» **Task brief**
Please count the lines in the rows below that contain the string "iceberg", with case counting, and reply with only that number.

» **Record set**

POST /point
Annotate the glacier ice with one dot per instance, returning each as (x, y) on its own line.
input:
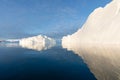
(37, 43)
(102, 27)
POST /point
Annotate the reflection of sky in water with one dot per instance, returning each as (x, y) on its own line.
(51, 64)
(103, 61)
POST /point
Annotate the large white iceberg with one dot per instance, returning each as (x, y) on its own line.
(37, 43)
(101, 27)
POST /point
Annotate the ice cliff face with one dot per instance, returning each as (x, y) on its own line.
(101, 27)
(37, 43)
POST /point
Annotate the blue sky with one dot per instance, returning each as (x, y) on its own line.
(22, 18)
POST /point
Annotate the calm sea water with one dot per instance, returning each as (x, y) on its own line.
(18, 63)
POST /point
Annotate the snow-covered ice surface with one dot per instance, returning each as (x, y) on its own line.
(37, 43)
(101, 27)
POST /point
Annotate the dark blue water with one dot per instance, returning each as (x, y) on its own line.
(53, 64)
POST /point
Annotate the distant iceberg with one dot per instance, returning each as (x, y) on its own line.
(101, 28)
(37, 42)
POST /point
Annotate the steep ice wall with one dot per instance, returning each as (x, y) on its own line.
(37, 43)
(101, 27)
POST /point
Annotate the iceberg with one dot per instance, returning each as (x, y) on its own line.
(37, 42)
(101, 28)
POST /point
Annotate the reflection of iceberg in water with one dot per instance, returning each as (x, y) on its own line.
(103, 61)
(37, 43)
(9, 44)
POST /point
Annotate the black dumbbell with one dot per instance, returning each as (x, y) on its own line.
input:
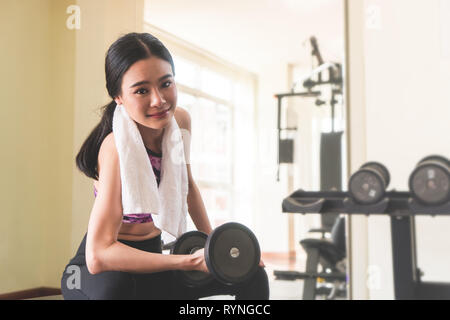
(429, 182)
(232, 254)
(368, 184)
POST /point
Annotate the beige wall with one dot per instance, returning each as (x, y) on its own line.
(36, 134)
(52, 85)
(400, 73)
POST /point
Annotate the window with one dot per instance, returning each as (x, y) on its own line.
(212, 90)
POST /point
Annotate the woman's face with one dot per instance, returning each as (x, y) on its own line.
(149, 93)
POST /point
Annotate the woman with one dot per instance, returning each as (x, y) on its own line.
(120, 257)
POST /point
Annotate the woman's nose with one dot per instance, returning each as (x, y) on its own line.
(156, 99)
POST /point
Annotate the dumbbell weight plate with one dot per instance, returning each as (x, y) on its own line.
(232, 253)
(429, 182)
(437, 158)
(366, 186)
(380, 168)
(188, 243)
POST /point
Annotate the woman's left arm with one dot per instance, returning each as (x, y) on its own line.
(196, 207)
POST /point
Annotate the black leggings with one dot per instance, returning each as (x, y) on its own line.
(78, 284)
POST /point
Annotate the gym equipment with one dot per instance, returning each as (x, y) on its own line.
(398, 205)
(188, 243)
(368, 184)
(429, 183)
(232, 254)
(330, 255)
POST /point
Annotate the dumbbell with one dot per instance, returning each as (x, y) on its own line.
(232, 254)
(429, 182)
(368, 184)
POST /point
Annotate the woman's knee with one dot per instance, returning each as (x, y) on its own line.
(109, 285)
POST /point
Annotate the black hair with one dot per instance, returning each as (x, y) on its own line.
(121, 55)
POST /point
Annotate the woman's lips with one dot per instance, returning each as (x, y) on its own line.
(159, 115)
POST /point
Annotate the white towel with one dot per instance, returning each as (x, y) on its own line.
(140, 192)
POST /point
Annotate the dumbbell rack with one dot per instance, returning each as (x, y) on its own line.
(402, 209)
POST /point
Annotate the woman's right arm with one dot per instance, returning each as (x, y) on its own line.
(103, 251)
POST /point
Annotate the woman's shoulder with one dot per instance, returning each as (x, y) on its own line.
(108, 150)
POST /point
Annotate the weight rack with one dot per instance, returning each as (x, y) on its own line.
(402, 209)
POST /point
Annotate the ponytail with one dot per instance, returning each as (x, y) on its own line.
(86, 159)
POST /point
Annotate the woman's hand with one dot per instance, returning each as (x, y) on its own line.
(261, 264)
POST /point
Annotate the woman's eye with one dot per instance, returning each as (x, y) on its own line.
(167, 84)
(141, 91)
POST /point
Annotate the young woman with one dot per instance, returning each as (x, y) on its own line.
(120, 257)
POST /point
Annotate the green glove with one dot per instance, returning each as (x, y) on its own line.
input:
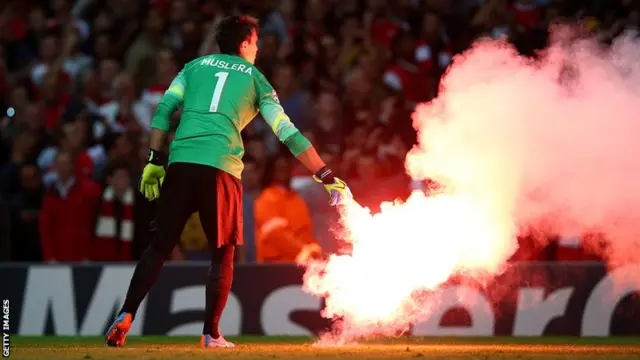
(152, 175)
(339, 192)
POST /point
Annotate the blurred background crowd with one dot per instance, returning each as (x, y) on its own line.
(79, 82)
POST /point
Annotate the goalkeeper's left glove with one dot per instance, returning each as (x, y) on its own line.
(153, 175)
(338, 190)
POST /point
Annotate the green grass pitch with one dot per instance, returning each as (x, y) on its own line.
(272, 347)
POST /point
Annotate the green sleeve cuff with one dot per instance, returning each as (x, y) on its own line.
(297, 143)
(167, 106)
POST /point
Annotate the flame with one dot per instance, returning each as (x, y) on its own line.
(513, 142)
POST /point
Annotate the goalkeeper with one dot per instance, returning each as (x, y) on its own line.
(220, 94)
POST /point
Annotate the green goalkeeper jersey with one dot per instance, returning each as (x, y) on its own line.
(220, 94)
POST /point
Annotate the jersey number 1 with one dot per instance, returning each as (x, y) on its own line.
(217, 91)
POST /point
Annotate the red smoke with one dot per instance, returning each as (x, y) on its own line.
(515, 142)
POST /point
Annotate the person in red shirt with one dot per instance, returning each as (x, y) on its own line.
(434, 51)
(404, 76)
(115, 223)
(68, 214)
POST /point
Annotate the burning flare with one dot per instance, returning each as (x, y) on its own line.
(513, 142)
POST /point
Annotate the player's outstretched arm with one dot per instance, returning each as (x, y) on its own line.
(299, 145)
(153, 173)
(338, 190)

» **Written solution**
4